• [WHAT NEEDS TO BE DONE]:
Return all of the entries exactly as written.

• [MATERIAL SHOWN]:
Start

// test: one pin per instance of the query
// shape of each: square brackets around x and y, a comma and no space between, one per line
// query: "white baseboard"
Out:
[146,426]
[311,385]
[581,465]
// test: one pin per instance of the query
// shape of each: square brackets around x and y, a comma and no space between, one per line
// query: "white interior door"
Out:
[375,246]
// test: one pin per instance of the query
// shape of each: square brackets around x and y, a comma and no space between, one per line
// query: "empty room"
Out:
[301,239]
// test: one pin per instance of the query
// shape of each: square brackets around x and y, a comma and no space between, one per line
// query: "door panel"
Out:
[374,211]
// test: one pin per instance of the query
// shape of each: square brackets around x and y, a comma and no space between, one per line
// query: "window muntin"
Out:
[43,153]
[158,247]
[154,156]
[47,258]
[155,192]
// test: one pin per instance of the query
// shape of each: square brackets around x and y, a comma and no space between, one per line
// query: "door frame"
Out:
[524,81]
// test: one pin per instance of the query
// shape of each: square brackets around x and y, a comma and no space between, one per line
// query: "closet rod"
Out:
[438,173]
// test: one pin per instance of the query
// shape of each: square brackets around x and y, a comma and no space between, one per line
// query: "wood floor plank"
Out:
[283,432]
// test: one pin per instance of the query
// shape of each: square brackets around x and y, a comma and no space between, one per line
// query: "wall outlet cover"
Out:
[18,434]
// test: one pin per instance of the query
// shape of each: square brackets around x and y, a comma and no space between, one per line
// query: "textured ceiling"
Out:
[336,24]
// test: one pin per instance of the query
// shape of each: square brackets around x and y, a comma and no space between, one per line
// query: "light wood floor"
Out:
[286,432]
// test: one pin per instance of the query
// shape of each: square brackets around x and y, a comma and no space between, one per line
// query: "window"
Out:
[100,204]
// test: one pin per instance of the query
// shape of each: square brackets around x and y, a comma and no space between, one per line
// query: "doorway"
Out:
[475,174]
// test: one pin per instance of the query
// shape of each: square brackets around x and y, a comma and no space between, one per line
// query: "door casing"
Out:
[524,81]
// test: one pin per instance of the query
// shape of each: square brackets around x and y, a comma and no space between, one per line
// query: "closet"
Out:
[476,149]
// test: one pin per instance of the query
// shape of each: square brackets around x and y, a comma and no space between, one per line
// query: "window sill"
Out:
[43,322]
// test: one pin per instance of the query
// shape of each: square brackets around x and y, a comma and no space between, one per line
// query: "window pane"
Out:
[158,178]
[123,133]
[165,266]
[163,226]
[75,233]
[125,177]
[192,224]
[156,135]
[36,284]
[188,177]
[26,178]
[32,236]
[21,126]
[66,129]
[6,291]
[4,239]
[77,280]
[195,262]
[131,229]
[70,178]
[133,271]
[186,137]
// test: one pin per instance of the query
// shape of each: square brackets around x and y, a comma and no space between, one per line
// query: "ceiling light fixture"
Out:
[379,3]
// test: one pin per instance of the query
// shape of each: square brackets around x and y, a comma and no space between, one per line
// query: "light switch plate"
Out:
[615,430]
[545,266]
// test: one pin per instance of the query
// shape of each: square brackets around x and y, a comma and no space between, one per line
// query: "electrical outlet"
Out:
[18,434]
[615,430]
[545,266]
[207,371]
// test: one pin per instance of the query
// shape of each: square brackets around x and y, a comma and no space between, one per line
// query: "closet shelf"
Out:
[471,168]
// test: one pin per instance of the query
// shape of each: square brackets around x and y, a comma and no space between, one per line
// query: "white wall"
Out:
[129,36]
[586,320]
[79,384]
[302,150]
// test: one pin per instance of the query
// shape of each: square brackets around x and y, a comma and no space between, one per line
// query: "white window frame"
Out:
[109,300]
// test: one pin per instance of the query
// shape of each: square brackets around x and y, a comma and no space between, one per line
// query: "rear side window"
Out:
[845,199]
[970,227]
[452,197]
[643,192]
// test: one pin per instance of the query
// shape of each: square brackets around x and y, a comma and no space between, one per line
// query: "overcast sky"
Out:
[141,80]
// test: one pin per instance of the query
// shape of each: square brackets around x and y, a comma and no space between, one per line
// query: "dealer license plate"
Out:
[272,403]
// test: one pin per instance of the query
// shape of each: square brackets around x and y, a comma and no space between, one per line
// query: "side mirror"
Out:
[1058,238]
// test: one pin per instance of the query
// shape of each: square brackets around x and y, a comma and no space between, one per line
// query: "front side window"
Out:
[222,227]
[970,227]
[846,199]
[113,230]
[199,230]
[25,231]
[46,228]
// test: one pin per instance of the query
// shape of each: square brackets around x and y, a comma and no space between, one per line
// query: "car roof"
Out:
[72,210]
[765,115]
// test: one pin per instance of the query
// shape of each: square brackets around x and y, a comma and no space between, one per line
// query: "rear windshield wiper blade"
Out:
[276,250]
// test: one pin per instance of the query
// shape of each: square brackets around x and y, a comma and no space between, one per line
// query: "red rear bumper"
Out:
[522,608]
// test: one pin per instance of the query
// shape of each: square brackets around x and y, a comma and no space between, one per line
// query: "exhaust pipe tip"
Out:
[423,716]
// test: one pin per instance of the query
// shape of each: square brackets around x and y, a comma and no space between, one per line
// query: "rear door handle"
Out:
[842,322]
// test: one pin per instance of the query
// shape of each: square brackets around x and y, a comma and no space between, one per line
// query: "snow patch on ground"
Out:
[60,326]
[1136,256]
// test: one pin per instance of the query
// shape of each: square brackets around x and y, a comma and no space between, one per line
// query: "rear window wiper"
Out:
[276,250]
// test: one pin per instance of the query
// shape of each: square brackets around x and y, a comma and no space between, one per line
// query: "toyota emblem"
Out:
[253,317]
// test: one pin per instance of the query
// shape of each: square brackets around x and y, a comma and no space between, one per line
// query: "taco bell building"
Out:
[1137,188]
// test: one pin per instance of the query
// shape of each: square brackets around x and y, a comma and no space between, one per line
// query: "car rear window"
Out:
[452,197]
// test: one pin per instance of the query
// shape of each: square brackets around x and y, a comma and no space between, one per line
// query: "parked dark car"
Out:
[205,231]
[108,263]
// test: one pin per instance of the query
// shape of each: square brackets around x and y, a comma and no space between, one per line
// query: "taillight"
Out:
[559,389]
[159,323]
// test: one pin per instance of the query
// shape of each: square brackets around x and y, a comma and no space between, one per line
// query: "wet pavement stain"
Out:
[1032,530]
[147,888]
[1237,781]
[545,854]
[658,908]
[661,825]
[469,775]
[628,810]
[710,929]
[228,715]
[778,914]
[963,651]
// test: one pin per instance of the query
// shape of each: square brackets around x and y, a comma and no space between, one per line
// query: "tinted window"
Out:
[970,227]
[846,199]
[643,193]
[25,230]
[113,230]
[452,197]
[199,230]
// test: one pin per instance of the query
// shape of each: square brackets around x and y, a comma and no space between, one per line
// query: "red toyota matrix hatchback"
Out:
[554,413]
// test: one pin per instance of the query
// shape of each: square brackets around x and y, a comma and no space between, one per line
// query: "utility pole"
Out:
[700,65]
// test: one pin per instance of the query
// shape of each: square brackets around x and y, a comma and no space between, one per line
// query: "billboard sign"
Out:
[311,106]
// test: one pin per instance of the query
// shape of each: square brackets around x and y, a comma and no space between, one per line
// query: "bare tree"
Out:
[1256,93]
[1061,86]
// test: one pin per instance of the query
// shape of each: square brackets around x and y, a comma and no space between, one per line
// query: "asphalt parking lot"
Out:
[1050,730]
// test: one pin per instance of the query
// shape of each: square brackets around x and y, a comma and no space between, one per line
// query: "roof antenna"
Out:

End

• [RESULT BELOW]:
// test: one pin per instance of the query
// shape of each: square brackets around x and y, a comma and no space between, one per line
// query: "white baseboard"
Out:
[146,426]
[311,385]
[581,465]
// test: one pin per instance of the query
// shape of each: square brackets around x and y, a comma and no space between, one per line
// query: "white interior door"
Out:
[375,246]
// test: one pin per instance of the query
// shape of each: square brackets around x and y, a comma and no space between, one per line
// query: "empty room"
Out:
[301,239]
// test: one pin per instance of the query
// shape of each: square brackets around x and y, a comma and no space between, one per line
// query: "door panel"
Out:
[374,211]
// test: one pin per instance of the query
// shape of each: square brackets around x and y, a comma and no space between, one per line
// query: "window muntin"
Out:
[43,153]
[158,247]
[154,156]
[47,258]
[155,192]
// test: one pin per instance of the query
// shape of each: square brackets around x and y, a comma and no space between, one per line
// query: "door frame"
Out:
[524,81]
// test: one pin per instance of the query
// shape of each: square brackets around x and y, a comma and no space between, one per line
// query: "closet rod"
Out:
[438,173]
// test: one pin per instance of the query
// shape of each: square brackets around x and y, a comma and no space between, one per line
// query: "wood floor plank"
Out:
[283,432]
// test: one pin per instance of the query
// shape of each: square brackets around x and y, a comma and no space between, one per line
// query: "wall outlet cover"
Out:
[18,434]
// test: one pin per instance of the query
// shape of each: square brackets around x and y, a comma and no space between, one per line
// query: "textured ceiling"
Out:
[336,24]
// test: one pin per instance of the query
// shape of each: square brackets around x and y, a comma and no space between, one per line
// query: "light wood floor"
Out:
[286,432]
// test: one pin per instance of the query
// shape of each: square brackets around x and y, a comma and no space between, one per line
// query: "window"
Out:
[100,204]
// test: one pin per instance of the query
// shape of each: square brackets around x and y, a comma and no space between, one per line
// query: "doorway"
Out:
[475,174]
// test: one pin per instance of the query
// shape of each: square brackets around x and y, a comma and no space between, one per line
// query: "door casing"
Out:
[524,81]
// test: one pin per instance of the query
// shape of each: square brackets around x and y, a comma and no space between, one per line
// query: "closet"
Out:
[476,149]
// test: one pin per instance of the query
// shape of each: square brackets around x and y, a comma and no space between, one per line
// query: "window sill"
Out:
[43,322]
// test: one pin per instance of the query
// shape of each: square brackets around x and y, a comma and no space between, one per line
// query: "window pane"
Out:
[158,178]
[123,133]
[165,266]
[163,226]
[75,233]
[125,177]
[192,224]
[156,135]
[36,284]
[188,177]
[26,178]
[32,236]
[21,126]
[66,129]
[6,291]
[4,239]
[77,280]
[195,262]
[131,229]
[70,178]
[133,271]
[186,137]
// test: one pin per instance of the query
// shape of each: square brackets around x and y, a comma and no space between, one per line
// query: "ceiling light fixture"
Out:
[379,3]
// test: one pin per instance of the query
// shape of each: square brackets around x and y, a comma and no space between, one per line
// query: "light switch plate"
Out:
[615,430]
[545,266]
// test: one pin per instance of the query
// shape of each: square brackets around x and y, a comma and no space between, one per line
// query: "electrical outlet"
Out:
[18,434]
[615,430]
[545,266]
[207,371]
// test: one pin per instance of the query
// shape of each: square brackets around x and y, a comma and no space between, one per line
// query: "closet shelf"
Out:
[471,168]
// test: one pin per instance of the query
// shape of each: square brackets around x and y, a comma and no space between, one per line
// query: "white wall"
Out:
[129,36]
[586,320]
[79,384]
[302,150]
// test: one pin per instance of the query
// shape of each: square brackets around x and y, a comma and no space between, one per line
// query: "white window frame"
Out:
[109,300]
// test: one pin per instance of the query
// shape of each: square brackets around x and y, a comma and no space between, one per line
// query: "rear side window"
Out:
[845,199]
[970,227]
[452,197]
[643,192]
// test: one pin per instance of the query
// shape of each: square brackets around x and y, a comma and no space between, one per line
// query: "overcast sky"
Out:
[141,80]
// test: one pin per instance of the query
// shape of each: square brackets around x and y, a comma and no space between, one per line
// query: "dealer license plate"
Out:
[272,403]
// test: one pin per instance of the query
// shape of each: square brackets around x and y, a comma and no space between, one per line
// query: "side mirror"
Out:
[1058,238]
// test: one pin per instance of the query
// shape of each: square brackets around x and y, a comma and no space between, one per line
// query: "front side window"
Out:
[222,227]
[970,227]
[846,199]
[113,230]
[199,230]
[25,231]
[46,228]
// test: one pin per instance of the query
// shape of each: square brackets around x and y, a comma and no space between, one per line
// query: "car roof"
Out:
[72,210]
[765,115]
// test: one pin per instance of the query
// shape of each: square brackets around x and y, a comma and no space between, one per line
// query: "rear windshield wiper blade"
Out:
[276,250]
// test: one pin per instance of the query
// shape of each: square brackets around x and y, a comma and no space between, one per line
// query: "red rear bumper"
Out:
[522,608]
// test: one pin per instance of the query
// shape of each: square brackets around x and y, a comma and no space between, one per line
// query: "exhaust pipe tip"
Out:
[423,716]
// test: one pin per instance of the query
// shape of each: square brackets around x and y, a comma and no space between, one per line
// query: "rear door handle"
Out:
[842,322]
// test: one pin per instance of the query
// shape of each: square brackets around x and y, a comma and no space between, one per line
// query: "snow patch on ground"
Out:
[60,326]
[1136,256]
// test: one pin per instance of the query
// shape of each: square brackets around x and y, a comma and no space between, one per line
// query: "rear window wiper"
Out:
[276,250]
// test: one pin per instance of the query
// shape of each: square brackets around x and y, a comma and no space between, one per line
// query: "toyota emblem"
Out:
[253,317]
// test: one pin per instance of the query
// shape of each: square brackets around x and y, a comma and no space between, one per line
// query: "taco bell building"
Out:
[1137,188]
// test: one pin per instance of the query
// shape of each: square brackets around x and y, a comma and no space between, one per line
// query: "car rear window"
Out:
[452,197]
// test: one pin per instance of the query
// shape of each: square brackets around x and y, a comma and no space between, one per line
// query: "parked dark car"
Out:
[205,231]
[108,263]
// test: one pin per instance of the query
// shape of each: square brackets around x and y, a comma and no space between, one per line
// query: "taillight"
Out:
[559,389]
[159,323]
// test: one pin per instance of the query
// shape of each: square brackets around x and y, a comma and no space between, one per line
// query: "wet pavement stain"
Out:
[1032,530]
[147,888]
[1237,781]
[545,854]
[658,908]
[661,825]
[469,775]
[628,810]
[710,929]
[228,715]
[778,914]
[963,651]
// test: one pin per instance of the query
// shape of each: square brackets around x and y, a comma and no space between, one per line
// query: "tinted window"
Out:
[970,227]
[846,199]
[643,193]
[25,230]
[113,230]
[452,197]
[199,230]
// test: one pin per instance of the query
// shape of each: square brackets around x and y, a comma and no space between, one per line
// query: "red toyota matrix hatchback"
Out:
[554,413]
// test: one pin per instance of the query
// shape of each: square brackets around x and y, a comma and no space between, one per line
// query: "utility pole"
Out:
[700,65]
// test: one pin per instance of the query
// shape of each: square brackets around x and y, a comma and no space between, one per line
// query: "billboard sign"
Out:
[311,106]
// test: one pin per instance of the query
// shape of each: square brackets around x and y, a comma and no space between, one per line
// query: "bare tree"
Out:
[1256,93]
[1061,86]
// test: one pin per instance of the query
// shape of each: square brackets around x and y, a comma and no space between, one per line
// query: "asphalt parking lot"
Out:
[1050,730]
// test: one pin per instance of the query
// shape of each: square brackets around x and y, a comma and no space between, one per line
// query: "roof antenna"
Out:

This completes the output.